═══ PASSAGE SHOWN ═══

LeetCode - Next Permutation
Problem statement
Implement next permutation, which rearranges numbers into the lexicographically next greater permutation of numbers.
If such an arrangement is not possible, it must rearrange it as the lowest possible order (i.e., sorted in ascending order).
The replacement must be in place and use only constant extra memory.
Problem statement taken from: https://leetcode.com/problems/next-permutation
Example 1:
Input: nums = [1, 2, 3]
Output: [1, 3, 2]
Example 2:
Input: nums = [3, 2, 1]
Output: [1, 2, 3]
Example 3:
Input: nums = [1, 1, 5]
Output: [1, 5, 1]
Example 4:
Input: nums = [1]
Output: [1]
Constraints:
- 1 <= nums.length <= 100
- 0 <= nums[i] <= 100
Explanation
Brute force approach
Brute force approach is to find all possible permutations of the array elements and find out the permutation which is the next largest one.

═══ MATERIAL PROVIDED ═══

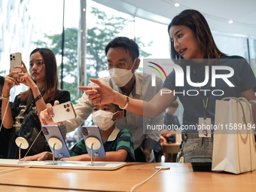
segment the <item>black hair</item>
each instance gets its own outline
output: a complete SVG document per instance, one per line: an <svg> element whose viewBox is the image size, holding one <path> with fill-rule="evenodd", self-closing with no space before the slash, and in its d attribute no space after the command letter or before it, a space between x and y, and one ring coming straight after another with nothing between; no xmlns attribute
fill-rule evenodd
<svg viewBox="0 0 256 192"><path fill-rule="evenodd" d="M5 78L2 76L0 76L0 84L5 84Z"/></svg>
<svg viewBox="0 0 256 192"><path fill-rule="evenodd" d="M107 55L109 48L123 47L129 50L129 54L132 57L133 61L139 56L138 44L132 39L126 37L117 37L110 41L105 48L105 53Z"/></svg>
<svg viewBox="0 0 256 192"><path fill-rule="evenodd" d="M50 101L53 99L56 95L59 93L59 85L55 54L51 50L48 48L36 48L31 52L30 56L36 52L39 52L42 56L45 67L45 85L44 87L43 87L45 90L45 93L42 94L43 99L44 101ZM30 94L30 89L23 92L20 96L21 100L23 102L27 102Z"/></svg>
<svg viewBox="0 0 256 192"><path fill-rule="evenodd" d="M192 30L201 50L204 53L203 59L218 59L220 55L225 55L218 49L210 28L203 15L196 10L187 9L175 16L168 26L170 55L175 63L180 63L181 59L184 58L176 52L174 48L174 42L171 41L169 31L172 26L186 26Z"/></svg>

═══
═══ MATERIAL PROVIDED ═══

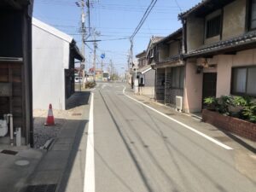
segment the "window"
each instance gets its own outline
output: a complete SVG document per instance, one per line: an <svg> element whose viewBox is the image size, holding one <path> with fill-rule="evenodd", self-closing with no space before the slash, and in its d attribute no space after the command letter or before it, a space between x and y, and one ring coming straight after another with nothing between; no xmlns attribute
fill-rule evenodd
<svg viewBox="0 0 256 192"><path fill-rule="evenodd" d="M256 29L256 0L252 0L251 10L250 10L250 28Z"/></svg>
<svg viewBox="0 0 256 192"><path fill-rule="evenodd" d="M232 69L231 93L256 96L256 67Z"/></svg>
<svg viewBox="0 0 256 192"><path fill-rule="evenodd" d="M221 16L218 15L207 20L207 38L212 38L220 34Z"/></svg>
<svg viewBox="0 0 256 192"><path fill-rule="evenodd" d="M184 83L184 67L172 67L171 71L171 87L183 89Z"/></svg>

═══
═══ MATERIAL PROVIDED ═══

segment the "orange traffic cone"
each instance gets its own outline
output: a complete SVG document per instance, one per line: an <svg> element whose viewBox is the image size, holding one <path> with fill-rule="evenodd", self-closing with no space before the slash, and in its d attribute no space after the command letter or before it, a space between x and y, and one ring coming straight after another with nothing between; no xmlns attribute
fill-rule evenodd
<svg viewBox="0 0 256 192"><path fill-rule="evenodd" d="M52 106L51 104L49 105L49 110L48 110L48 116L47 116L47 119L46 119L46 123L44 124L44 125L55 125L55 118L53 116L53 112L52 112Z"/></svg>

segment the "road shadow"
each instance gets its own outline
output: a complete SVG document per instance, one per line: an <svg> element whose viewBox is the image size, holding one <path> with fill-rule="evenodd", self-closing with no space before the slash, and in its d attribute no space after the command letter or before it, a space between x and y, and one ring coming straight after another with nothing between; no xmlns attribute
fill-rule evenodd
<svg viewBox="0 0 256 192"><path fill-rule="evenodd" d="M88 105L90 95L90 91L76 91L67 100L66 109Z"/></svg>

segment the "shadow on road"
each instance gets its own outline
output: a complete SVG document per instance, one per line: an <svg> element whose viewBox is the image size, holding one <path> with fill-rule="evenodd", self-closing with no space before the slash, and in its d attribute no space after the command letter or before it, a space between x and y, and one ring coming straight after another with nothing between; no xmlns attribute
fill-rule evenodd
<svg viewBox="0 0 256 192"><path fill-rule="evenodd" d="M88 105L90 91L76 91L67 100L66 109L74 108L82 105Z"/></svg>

═══

§ JOB 1: Copy word for word the part of the Next Permutation page starting with "LeetCode - Next" and going on through "in ascending order).".
§ JOB 2: Write the next part of the Next Permutation page, picking up after its last sentence.
The rows have no role here.

§ EXERCISE RESPONSE 1:
LeetCode - Next Permutation
Problem statement
Implement next permutation, which rearranges numbers into the lexicographically next greater permutation of numbers.
If such an arrangement is not possible, it must rearrange it as the lowest possible order (i.e., sorted in ascending order).

§ EXERCISE RESPONSE 2:
The problem here is, we are generating all permutations of the array elements and it takes lot of time.
The time complexity of this approach is O(N!) and space complexity is O(N).
Single pass approach
For a given sequence which is in descending order as below
[8, 5, 3, 2, 1]
there is no next larger permutation possible. This gives us a hint on identifying the next larger permutation.
We need to find the first pair of two successive numbers nums[i] and nums[i − 1], from the right, which satisfy nums[i] > nums[i − 1].
Once we find the index i - 1, we need to replace the number nums[i - 1] with the number which is just larger than itself among the numbers lying to its right section nums[i]..nums[nums.size() - 1], say nums[j].
We swap the numbers nums[i - 1] and nums[j]. We reverse all the numbers from index i and nums.size() - 1.
Algorithm
- return if nums.size() <= 1
- set n = nums.size(), i = n - 1
- loop while i > 0
- if nums[i] > nums[i - 1]
- break
- if i <= 0
- i = 0
- set x = ( i == 0 ) ? nums[i] : nums[i - 1]
- smallest = i
- loop for j = i + 1; j < n; j++
- nums[j] > x && nums[j] < nums[smallest]
- smallest = j
- swap(&nums[smallest], (i == 0 ? &nums[i] : &nums[i - 1]));
- sort(nums.begin() + i, nums.end());
C++ solution
class Solution {
public: void swap(int *a, int *b)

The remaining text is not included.